**Requirement A**
Answer these questions using the passage on PCP therapy, giving each answer on its own line with the matching label.
(i) What room-air PaO₂ at the onset of therapy marks moderate or severe infection?
(ii) After how many days of therapy did patients generally improve in the pre–corticosteroid era?
(iii) In what sequence of drugs would many clinicians treat progressively deteriorating PCP?
**Requirement B**
Print the portion of the passage on PCP therapy between "While adjusting PCP" and "causing lung dysfunction.", inclusive, keeping every word unchanged.

**Given passage**
== Segment start ==

It is unclear how this patient's corticosteroids should have been managed to optimize his response to PCP therapy. For HIV-infected patients who are not receiving corticosteroids at the time PCP develops, there are data clearly demonstrating that prednisone therapy can accelerate symptomatic and physiologic improvement and improve survival in patients with moderate or severe infection, ie, those with a room-air PaO₂ of less than 70 mm Hg at onset of therapy.^{61 - 62} Corticosteroids likely modulate an inflammatory response that is elicited in the lungs following initiation of anti-Pneumocystis therapy.

There are no randomized data proving that corticosteroid therapy is effective in cancer or transplant patients, but most clinicians presume efficacy based on data from cohort studies. It is especially difficult to determine how to manage corticosteroids in patients who were receiving these drugs when PCP developed. It is plausible that corticosteroid therapy should not be reduced as PCP therapy is instituted. However, whether doses should be increased is unknown.

When disease progresses in a patient despite an anti-Pneumocystis regimen, optimal management is not well defined. There are no tests currently available for assessing clinically relevant drug resistance. There have been multiple studies looking for mutations in the DHPS gene (that confer potential sulfonamide or sulfone resistance), and these mutations are clearly more common in recent years and more common among patients who have been exposed to trimethoprim-sulfamethoxazole or dapsone in the past.^{26 ,63} Similar mutations do encode measurable resistance when present in Plasmodia and pneumococci. However, the studies linking these mutations to therapeutic failure in patients with PCP have been inconclusive, and many patients in whom these mutations were retrospectively identified were successfully treated with trimethoprim-sulfamethoxazole or dapsone.^{64 - 66} Mutations conferring potential atovaquone resistance have also been identified, but again their clinical relevance is uncertain.⁶⁷

There are no randomized trial data indicating when specific anti-Pneumocystis therapy should be modified because of inadequate response. Published literature would suggest that in the pre–corticosteroid era, patients generally improved after 4 to 8 days of therapy.⁴³ Thus, it is logical to maintain the initial regimen for at least 4 days before considering another strategy. Many clinicians would treat progressively deteriorating PCP with the following sequence of drugs: trimethoprim-sulfamethoxazole, pentamidine, and clindamycin-primaquine. Whether there is synergy or antagonism by adding drugs, rather than switching drugs, has not been elucidated by animal studies or human trials; physicians will often switch rather than add to minimize cumulative toxicities.

While adjusting PCP therapy, physicians must always evaluate patients for other treatable processes. In a few patients, depending on the underlying disease, another treatable infection can be identified by repeat bronchoalveolar lavage or lung biopsy, but finding such treatable causative organisms is unusual. Clinicians also need to carefully assess patients to determine whether congestive heart failure, pulmonary emboli, mechanical problems such as pneumothorax or large effusion, or progressive neoplastic disease are part of the process causing lung dysfunction.

There are 2 major challenges to confront to reduce the impact of PCP on immunosuppressed patients. First, systems need to be developed so that susceptible patients are reliably offered chemoprophylaxis and then continued with that prophylaxis until their immunity improves. Second, as patients are exposed to more trimethoprim-sulfamethoxazole, clinically important drug resistance is likely to continue to develop. Potent and well-tolerated drugs will need to be developed, but currently there are few incentives for new drugs to be identified and developed.

== Segment end ==

**Data**
== Segment start ==

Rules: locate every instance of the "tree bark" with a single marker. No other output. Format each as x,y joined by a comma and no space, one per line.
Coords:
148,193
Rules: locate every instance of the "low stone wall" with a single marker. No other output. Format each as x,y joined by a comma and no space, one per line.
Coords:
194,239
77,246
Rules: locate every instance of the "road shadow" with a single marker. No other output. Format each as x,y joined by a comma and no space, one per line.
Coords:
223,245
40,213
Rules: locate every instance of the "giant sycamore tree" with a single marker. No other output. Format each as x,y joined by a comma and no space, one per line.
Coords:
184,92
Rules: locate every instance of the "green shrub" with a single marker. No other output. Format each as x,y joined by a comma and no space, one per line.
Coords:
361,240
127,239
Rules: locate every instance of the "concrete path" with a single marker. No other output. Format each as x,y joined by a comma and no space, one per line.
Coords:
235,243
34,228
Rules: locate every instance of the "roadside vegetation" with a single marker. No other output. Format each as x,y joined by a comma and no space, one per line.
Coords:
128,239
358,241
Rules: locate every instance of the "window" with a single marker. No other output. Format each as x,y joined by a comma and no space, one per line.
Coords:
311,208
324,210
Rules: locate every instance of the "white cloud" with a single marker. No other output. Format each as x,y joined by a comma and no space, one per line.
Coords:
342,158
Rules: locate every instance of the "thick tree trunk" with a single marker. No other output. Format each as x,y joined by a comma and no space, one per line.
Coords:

== Segment end ==

**Task response A**
(i) Less than 70 mm Hg.
(ii) 4 to 8 days.
(iii) Trimethoprim-sulfamethoxazole, pentamidine, and clindamycin-primaquine.

**Task response B**
While adjusting PCP therapy, physicians must always evaluate patients for other treatable processes. In a few patients, depending on the underlying disease, another treatable infection can be identified by repeat bronchoalveolar lavage or lung biopsy, but finding such treatable causative organisms is unusual. Clinicians also need to carefully assess patients to determine whether congestive heart failure, pulmonary emboli, mechanical problems such as pneumothorax or large effusion, or progressive neoplastic disease are part of the process causing lung dysfunction.